→ **Exercise prompt**: Retype the article about a prostate cancer survivor's treatment with high-intensity focused ultrasound in full, without any changes.

Prostate cancer survivor grateful for high-intensity focused ultrasound (HIFU)
When Howard Walton visited his primary care doctor in August 2022, she was concerned his prostate-specific antigen (PSA) levels were rising too quickly. Later that month, Howard saw his urologist, who found that his PSA levels had risen significantly since he’d last seen Howard.
Howard’s urologist ordered a biopsy, and the results showed he had prostate cancer. He met with doctors at an Ohio hospital; they discussed two options: radiation therapy or surgery. Howard and his wife were already planning to spend the winter with their daughter in Houston, so instead of waiting to start treatment until they were back in Ohio, Howard told his urologist he wanted to go to MD Anderson. He called and got an appointment with John Ward, M.D., in November.
Another treatment option: high-intensity focused ultrasound
At his initial appointment, Ward suggested Howard might be a candidate for high-intensity focused ultrasound (HIFU), a treatment that uses heat generated by focused ultrasound waves to kill cancer tissue in the prostate. Patients who have early-stage prostate cancer with an MRI-identified tumor are typically good candidates for HIFU.

Extracted records
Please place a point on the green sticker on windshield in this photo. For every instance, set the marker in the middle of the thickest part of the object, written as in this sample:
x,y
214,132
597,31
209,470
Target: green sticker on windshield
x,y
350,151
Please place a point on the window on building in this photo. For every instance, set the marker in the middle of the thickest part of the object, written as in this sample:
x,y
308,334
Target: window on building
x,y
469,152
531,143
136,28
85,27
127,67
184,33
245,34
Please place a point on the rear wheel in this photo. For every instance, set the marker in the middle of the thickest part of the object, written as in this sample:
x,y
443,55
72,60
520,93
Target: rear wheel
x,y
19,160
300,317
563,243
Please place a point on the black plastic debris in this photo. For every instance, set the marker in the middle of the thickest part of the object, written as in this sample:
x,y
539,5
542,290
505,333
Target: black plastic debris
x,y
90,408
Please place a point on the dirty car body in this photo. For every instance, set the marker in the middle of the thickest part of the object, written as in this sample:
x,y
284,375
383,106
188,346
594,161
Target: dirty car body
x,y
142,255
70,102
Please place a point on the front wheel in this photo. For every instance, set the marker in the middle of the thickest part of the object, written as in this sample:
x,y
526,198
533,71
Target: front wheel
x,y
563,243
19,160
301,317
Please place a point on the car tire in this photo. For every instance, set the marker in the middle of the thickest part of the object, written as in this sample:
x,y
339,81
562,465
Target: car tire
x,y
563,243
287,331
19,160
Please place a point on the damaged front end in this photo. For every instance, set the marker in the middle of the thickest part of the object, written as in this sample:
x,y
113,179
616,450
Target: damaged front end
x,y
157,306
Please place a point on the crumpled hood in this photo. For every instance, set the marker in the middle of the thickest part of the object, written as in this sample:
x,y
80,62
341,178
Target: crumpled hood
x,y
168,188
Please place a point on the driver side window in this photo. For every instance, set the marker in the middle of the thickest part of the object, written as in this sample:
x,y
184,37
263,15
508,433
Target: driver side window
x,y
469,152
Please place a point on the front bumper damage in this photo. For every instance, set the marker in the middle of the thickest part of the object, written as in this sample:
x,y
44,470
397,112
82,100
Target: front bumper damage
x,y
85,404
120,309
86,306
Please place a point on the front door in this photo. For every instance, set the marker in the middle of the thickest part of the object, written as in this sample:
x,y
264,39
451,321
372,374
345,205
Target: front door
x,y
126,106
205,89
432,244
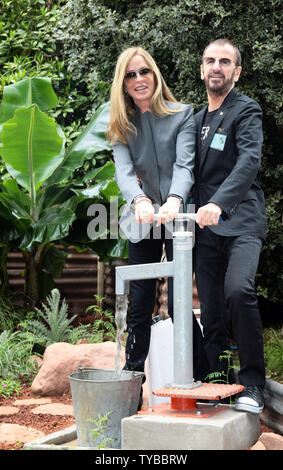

→ **Solution to this problem**:
Prostate cancer survivor grateful for high-intensity focused ultrasound (HIFU)
When Howard Walton visited his primary care doctor in August 2022, she was concerned his prostate-specific antigen (PSA) levels were rising too quickly. Later that month, Howard saw his urologist, who found that his PSA levels had risen significantly since he’d last seen Howard.
Howard’s urologist ordered a biopsy, and the results showed he had prostate cancer. He met with doctors at an Ohio hospital; they discussed two options: radiation therapy or surgery. Howard and his wife were already planning to spend the winter with their daughter in Houston, so instead of waiting to start treatment until they were back in Ohio, Howard told his urologist he wanted to go to MD Anderson. He called and got an appointment with John Ward, M.D., in November.
Another treatment option: high-intensity focused ultrasound
At his initial appointment, Ward suggested Howard might be a candidate for high-intensity focused ultrasound (HIFU), a treatment that uses heat generated by focused ultrasound waves to kill cancer tissue in the prostate. Patients who have early-stage prostate cancer with an MRI-identified tumor are typically good candidates for HIFU.